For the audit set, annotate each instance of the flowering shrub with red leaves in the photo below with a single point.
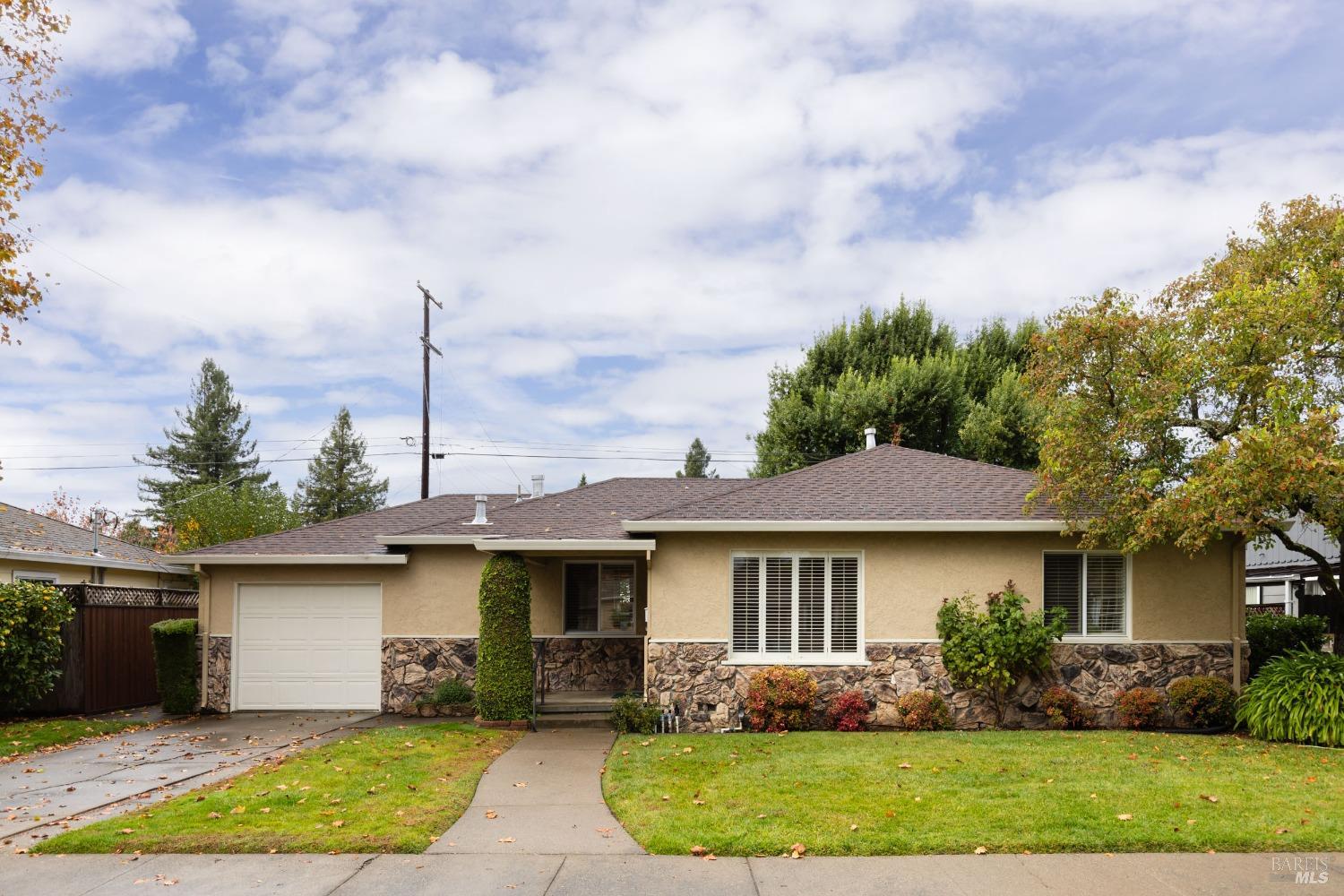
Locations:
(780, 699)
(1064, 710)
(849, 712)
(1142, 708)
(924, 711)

+ + +

#### [TASK OBJECTIVE]
Copy every row above verbatim, omitting the picture placeholder from your output.

#### [RESULT FOR THIS EXERCISE]
For the audit set, annotate each instance of the flowering shrub with red leaves in the photo below with a single point.
Locations:
(780, 699)
(1064, 710)
(849, 712)
(1142, 708)
(924, 711)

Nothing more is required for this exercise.